## WHAT NEEDS TO BE DONE
Format the records, from the line containing "the soccer sock." through the end, as a Markdown table. Use the columns Number and Line, number each row, and omit blank lines.

'''

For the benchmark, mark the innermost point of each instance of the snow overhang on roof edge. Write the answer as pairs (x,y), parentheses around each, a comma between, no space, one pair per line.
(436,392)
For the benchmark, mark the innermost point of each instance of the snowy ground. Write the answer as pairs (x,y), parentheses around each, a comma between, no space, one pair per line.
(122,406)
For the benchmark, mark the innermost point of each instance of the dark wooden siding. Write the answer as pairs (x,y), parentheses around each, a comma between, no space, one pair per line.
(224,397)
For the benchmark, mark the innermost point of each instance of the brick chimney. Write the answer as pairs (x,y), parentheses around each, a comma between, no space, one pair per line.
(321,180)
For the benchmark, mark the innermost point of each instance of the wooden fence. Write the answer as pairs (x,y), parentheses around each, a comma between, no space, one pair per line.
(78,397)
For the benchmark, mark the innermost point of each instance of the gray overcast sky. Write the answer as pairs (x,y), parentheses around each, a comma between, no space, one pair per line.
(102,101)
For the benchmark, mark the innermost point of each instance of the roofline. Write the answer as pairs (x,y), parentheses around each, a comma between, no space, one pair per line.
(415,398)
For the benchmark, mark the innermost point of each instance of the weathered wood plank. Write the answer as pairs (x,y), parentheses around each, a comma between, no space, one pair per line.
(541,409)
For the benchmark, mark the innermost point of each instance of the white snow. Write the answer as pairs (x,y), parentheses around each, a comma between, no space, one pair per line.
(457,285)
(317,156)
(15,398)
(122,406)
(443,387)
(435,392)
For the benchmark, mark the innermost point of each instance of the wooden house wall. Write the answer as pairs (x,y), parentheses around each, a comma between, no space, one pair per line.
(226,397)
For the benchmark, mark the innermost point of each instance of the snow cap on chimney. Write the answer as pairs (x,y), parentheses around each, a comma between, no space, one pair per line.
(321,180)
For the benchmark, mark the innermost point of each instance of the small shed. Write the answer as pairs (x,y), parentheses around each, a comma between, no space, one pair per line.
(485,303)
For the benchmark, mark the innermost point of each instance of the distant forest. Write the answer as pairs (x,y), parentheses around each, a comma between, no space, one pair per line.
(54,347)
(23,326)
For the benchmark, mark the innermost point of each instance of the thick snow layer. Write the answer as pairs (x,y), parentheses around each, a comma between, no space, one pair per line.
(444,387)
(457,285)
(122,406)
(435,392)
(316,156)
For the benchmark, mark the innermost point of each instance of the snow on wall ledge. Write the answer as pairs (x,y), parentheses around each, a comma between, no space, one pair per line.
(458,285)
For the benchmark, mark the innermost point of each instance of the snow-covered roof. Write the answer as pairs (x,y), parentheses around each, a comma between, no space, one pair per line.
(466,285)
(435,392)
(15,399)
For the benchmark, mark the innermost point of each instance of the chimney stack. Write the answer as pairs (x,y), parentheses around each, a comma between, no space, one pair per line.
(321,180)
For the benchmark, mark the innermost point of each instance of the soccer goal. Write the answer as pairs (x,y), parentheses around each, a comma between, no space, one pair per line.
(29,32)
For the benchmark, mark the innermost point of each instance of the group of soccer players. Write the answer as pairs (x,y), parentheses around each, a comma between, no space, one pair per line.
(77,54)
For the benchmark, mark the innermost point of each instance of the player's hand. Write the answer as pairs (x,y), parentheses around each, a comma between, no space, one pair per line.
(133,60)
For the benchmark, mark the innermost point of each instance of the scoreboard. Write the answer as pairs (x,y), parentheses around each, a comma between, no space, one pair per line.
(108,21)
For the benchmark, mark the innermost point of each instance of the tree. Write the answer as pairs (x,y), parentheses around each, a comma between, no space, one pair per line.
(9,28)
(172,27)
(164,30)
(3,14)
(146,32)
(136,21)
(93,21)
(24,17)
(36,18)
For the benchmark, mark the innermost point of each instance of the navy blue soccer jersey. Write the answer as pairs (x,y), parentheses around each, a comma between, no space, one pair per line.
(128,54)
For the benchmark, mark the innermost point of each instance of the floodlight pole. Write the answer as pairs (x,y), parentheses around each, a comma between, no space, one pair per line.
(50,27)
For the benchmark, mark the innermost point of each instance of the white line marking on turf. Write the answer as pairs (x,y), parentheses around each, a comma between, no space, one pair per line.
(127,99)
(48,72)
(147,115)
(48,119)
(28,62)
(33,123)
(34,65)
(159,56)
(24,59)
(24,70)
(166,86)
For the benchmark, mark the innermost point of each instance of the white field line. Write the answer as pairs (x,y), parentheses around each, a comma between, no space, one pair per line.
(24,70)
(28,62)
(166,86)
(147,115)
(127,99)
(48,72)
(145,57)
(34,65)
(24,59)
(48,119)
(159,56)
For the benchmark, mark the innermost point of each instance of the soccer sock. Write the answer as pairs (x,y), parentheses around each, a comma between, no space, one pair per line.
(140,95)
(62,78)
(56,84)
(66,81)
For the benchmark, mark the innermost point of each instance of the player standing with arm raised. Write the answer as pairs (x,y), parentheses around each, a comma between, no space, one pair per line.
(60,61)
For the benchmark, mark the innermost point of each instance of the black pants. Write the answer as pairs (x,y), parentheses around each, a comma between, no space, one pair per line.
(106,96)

'''

## RESULT
| Number | Line |
|---|---|
| 1 | For the benchmark, mark the innermost point of each instance of the soccer sock. Write the answer as pairs (x,y), parentheses around each, a comma between, no space, one pair per line. |
| 2 | (140,95) |
| 3 | (62,78) |
| 4 | (56,84) |
| 5 | (66,81) |
| 6 | For the benchmark, mark the innermost point of each instance of the player standing with arm raised. Write the answer as pairs (x,y), parentheses around each, a comma between, no space, one pair per line. |
| 7 | (60,61) |
| 8 | For the benchmark, mark the innermost point of each instance of the black pants. Write the answer as pairs (x,y), parentheses around each, a comma between, no space, one pair per line. |
| 9 | (106,96) |